Records drawn from a dataset:

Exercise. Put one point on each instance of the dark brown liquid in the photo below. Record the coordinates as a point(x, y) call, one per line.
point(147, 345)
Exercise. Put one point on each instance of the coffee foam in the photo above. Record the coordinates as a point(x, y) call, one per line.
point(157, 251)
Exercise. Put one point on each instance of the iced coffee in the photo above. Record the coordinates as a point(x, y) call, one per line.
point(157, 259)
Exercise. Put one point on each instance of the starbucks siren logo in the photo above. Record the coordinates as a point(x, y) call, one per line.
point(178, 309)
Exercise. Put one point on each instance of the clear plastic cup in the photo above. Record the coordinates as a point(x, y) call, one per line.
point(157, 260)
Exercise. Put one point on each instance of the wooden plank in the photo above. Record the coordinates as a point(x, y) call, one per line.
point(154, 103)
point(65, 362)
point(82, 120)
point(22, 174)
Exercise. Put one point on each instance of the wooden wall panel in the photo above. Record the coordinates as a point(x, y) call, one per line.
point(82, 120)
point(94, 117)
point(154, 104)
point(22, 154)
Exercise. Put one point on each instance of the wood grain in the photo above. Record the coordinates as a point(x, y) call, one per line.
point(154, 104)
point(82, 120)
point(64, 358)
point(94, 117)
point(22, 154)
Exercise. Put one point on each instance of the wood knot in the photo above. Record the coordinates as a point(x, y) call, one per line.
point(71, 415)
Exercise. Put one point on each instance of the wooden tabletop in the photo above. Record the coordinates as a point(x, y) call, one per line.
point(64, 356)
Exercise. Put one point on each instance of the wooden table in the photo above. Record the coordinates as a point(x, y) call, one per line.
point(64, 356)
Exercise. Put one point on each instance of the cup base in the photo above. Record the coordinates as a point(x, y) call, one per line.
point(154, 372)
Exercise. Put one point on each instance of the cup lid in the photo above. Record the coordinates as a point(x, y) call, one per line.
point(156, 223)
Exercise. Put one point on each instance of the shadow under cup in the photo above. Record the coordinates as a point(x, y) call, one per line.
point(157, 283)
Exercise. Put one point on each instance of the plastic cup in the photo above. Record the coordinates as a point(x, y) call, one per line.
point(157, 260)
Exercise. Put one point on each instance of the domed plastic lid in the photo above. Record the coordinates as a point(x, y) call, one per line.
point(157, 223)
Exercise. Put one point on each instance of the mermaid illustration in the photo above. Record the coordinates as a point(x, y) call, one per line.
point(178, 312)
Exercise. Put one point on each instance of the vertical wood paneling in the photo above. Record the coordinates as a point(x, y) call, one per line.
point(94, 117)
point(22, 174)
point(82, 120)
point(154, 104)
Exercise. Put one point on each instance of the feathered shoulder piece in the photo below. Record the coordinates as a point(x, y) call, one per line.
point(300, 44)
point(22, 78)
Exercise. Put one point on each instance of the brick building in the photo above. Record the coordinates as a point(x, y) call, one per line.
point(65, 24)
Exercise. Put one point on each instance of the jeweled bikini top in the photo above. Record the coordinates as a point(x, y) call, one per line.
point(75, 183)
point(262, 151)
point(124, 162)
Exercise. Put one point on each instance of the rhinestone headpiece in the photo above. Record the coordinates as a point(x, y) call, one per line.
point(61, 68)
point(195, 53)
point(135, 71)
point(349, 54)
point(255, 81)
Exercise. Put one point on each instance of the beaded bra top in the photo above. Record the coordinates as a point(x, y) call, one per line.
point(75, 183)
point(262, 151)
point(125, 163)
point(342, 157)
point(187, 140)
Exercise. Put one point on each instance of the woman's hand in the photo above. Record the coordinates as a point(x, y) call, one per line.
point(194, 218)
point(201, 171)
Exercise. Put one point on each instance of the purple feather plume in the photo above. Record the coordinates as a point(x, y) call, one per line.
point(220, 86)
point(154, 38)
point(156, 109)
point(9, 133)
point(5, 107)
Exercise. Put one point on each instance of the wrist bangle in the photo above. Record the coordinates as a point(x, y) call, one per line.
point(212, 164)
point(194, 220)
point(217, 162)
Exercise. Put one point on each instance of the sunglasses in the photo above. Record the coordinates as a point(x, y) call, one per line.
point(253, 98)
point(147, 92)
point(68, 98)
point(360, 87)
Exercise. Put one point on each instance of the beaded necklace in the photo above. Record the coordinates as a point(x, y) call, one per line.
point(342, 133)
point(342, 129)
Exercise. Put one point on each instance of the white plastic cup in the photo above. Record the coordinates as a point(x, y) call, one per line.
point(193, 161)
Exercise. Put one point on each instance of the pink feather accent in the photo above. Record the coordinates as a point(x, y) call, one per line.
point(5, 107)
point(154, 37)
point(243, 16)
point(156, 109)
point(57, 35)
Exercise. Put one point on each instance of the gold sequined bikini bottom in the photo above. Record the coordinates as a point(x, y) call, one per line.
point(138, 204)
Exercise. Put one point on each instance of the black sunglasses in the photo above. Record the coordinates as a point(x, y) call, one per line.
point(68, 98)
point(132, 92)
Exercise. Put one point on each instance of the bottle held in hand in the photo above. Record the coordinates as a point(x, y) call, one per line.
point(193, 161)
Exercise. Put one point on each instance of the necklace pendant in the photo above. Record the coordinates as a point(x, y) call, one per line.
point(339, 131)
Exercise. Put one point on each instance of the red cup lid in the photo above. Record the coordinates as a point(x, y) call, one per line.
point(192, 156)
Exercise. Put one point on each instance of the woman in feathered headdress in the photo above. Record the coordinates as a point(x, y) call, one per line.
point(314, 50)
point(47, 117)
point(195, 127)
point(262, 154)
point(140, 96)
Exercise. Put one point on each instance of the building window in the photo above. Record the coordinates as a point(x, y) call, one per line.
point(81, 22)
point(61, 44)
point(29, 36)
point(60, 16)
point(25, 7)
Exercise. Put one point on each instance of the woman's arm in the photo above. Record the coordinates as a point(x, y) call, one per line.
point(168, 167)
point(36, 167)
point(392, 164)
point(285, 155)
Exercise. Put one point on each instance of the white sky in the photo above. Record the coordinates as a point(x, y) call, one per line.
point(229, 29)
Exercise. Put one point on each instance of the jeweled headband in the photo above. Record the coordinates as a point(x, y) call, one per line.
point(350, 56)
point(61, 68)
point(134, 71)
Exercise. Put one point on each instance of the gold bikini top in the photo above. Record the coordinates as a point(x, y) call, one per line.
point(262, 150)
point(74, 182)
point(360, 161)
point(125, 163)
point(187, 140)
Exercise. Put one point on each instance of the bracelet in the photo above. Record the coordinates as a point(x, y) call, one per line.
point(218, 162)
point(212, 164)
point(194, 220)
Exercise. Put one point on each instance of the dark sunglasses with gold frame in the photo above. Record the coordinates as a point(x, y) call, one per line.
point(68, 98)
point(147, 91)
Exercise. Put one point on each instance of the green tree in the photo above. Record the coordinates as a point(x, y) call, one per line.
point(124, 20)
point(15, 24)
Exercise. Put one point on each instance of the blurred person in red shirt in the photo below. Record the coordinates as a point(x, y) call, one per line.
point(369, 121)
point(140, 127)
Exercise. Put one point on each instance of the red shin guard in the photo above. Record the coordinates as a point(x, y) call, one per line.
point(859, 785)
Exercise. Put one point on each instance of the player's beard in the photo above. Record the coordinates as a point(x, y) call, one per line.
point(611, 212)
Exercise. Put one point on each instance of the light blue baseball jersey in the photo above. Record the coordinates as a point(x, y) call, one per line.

* **Action item**
Set down the records again, exactly.

* **Answer to the problem**
Exercise. Put one point on each instance of the dark brown liquid in the photo below. Record the coordinates as a point(x, y) call, one per line.
point(147, 345)
Exercise. Put one point on each instance of the coffee foam in the photo above. Record the coordinates as a point(x, y) call, one per line.
point(157, 251)
Exercise. Put one point on each instance of the iced coffee in the photo above. Record the coordinates as a point(x, y) call, one per line.
point(157, 259)
Exercise. Put one point on each instance of the starbucks siren logo in the photo above. Record the coordinates as a point(x, y) call, one per line.
point(178, 309)
Exercise. Put one point on each instance of the clear plastic cup in the photo above. Record the coordinates as a point(x, y) call, one per line.
point(157, 260)
Exercise. Put one point on each instance of the wooden plank in the photo above. Record the coordinates as a point(x, y) call, one per line.
point(154, 103)
point(65, 362)
point(82, 120)
point(22, 174)
Exercise. Put one point on each instance of the wooden wall panel in the photo above. Record the coordinates as a point(x, y) call, one per line.
point(82, 120)
point(94, 117)
point(154, 104)
point(22, 154)
Exercise. Put one point on each instance of the wood grain in the photo above. Record the coordinates as a point(x, y) call, one per line.
point(154, 104)
point(82, 120)
point(64, 358)
point(94, 117)
point(22, 154)
Exercise. Put one point on each instance of the wood knot in the photo above. Record the coordinates as a point(x, y) call, one per line.
point(71, 415)
Exercise. Put one point on each instance of the wooden tabletop in the photo above. Record the coordinates as a point(x, y) call, one per line.
point(64, 356)
Exercise. Put one point on each instance of the wooden table in the photo above. Record the coordinates as a point(x, y) call, one per line.
point(64, 356)
Exercise. Put one point on each instance of the cup base in the photo above. Record the coordinates as a point(x, y) call, one per line.
point(154, 372)
Exercise. Put one point on each instance of the cup lid in the photo above. Record the coordinates as a point(x, y) call, one per line.
point(156, 223)
Exercise. Put one point on each instance of the shadow under cup in the photo above. Record the coordinates as a point(x, y) call, one per line.
point(157, 283)
Exercise. Put one point on each instance of the plastic cup in the photo above. Record the coordinates as a point(x, y) call, one per line.
point(157, 260)
Exercise. Put one point on each instance of the domed plastic lid in the photo above. Record the coordinates as a point(x, y) call, one per line.
point(157, 223)
Exercise. Put one point on each instance of the mermaid illustration in the photo above. Record the coordinates as a point(x, y) call, one per line.
point(178, 312)
Exercise. Put one point on each instance of the vertical wood paneling in the photo above. Record the coordinates as a point(x, y) call, one per line.
point(94, 117)
point(22, 174)
point(82, 120)
point(154, 104)
Exercise. Put one point on each instance of the feathered shoulder piece in the photo below. Record the coordinates as a point(x, y) call, one per line.
point(300, 44)
point(22, 78)
Exercise. Put one point on each instance of the brick building in the photo above. Record the coordinates as a point(x, y) call, one per line.
point(65, 24)
Exercise. Put one point on each instance of the jeweled bikini top in the photo above. Record the coordinates as a point(x, y) call, one per line.
point(75, 183)
point(262, 151)
point(124, 162)
Exercise. Put one point on each instance of the rhinestone headpiece in the photo above. Record the coordinates as a point(x, y) call, one per line.
point(61, 68)
point(195, 53)
point(135, 71)
point(349, 54)
point(255, 81)
Exercise. Put one point on each instance of the beaded bra top in the photo above. Record the coordinates as a point(x, y) call, one per line.
point(75, 183)
point(262, 151)
point(125, 163)
point(342, 157)
point(187, 140)
Exercise. Put one point on each instance of the woman's hand in the photo above. Record the coordinates as a point(x, y) call, one per line.
point(194, 218)
point(201, 171)
Exercise. Put one point on each instance of the purple feather plume in the photo above. Record the coordinates as a point(x, y) call, one per line.
point(220, 86)
point(154, 38)
point(156, 109)
point(9, 133)
point(5, 107)
Exercise. Put one point on each instance of the wrist bangle in the photo above. Record the coordinates as a point(x, y) call, one per line.
point(212, 164)
point(194, 220)
point(217, 162)
Exercise. Put one point on each instance of the sunglasses in the photo above. Record the coordinates as a point(x, y) call, one per line.
point(253, 98)
point(147, 92)
point(68, 98)
point(360, 87)
Exercise. Put one point on each instance of the beaded necklace in the photo above. Record the coordinates as a point(x, y) call, one per line.
point(342, 133)
point(342, 129)
Exercise. Put one point on each instance of the white plastic cup in the photo above. Record the coordinates as a point(x, y) call, one per line.
point(193, 161)
Exercise. Put one point on each instance of the pink feather accent in the photo above. Record the coordinates as a point(x, y) call, one per line.
point(5, 107)
point(154, 37)
point(243, 16)
point(156, 109)
point(57, 35)
Exercise. Put one point on each instance of the gold sequined bikini bottom in the photo above. Record the coordinates as a point(x, y) call, one per line.
point(138, 204)
Exercise. Put one point on each instance of the black sunglasses in the photo above. Record the coordinates as a point(x, y) call, one per line.
point(68, 98)
point(132, 92)
Exercise. Put one point on each instance of the bottle held in hand in the photo above. Record the coordinates as a point(x, y) call, one per line.
point(193, 161)
Exercise. Put one point on each instance of the necklace pendant in the photo above. Record the coordinates as a point(x, y) call, one per line.
point(339, 131)
Exercise. Put one point on each instance of the red cup lid in the photo above. Record the coordinates as a point(x, y) call, one per line.
point(192, 156)
Exercise. Put one point on each instance of the woman in feathered headdress in the photo above. Record the coordinates as a point(x, y) call, one per line.
point(314, 50)
point(47, 117)
point(195, 127)
point(262, 154)
point(140, 96)
Exercise. Put one point on each instance of the building window in the photo above. Record the coordinates as a point(x, y) call, one per line.
point(81, 22)
point(61, 44)
point(29, 36)
point(60, 16)
point(25, 7)
Exercise. Put one point on each instance of the woman's arm in the photo above. Record the coordinates as a point(x, y) call, one per line.
point(168, 167)
point(36, 167)
point(392, 164)
point(285, 155)
Exercise. Put one point on each instance of the white sky in the photo above. Record the coordinates as a point(x, y) call, one per line.
point(229, 29)
Exercise. Put one point on each instance of the jeweled headband in the photo above. Record the coordinates as a point(x, y) call, one per line.
point(350, 56)
point(61, 68)
point(134, 71)
Exercise. Put one point on each instance of the gold bikini top in the photo above. Record the coordinates as a point(x, y) call, one per line.
point(262, 150)
point(74, 182)
point(360, 161)
point(125, 163)
point(187, 140)
Exercise. Put one point on each instance of the bracelet in the photo above. Record the coordinates as a point(x, y) call, one per line.
point(218, 162)
point(212, 164)
point(194, 220)
Exercise. Put one point on each instance of the dark sunglasses with gold frame in the photo above. Record the coordinates as a point(x, y) call, one per line.
point(68, 98)
point(147, 91)
Exercise. Put one point on each instance of the green tree in the photo above. Record the coordinates as a point(x, y) call, one per line.
point(124, 20)
point(15, 24)
Exercise. Put one point on each instance of the blurred person in red shirt in the photo below. Record the coordinates as a point(x, y) call, one per line.
point(369, 121)
point(140, 127)
Exercise. Put one point on each instance of the red shin guard in the photo above. Record the coordinates as a point(x, y) call, one per line.
point(859, 785)
Exercise. Put one point on each instance of the player's beard in the photo above. Record the coordinates as a point(x, y) call, one per line.
point(611, 212)
Exercise. Put one point on each instance of the light blue baseball jersey in the photo above. Record the coordinates as a point(x, y) call, one per line.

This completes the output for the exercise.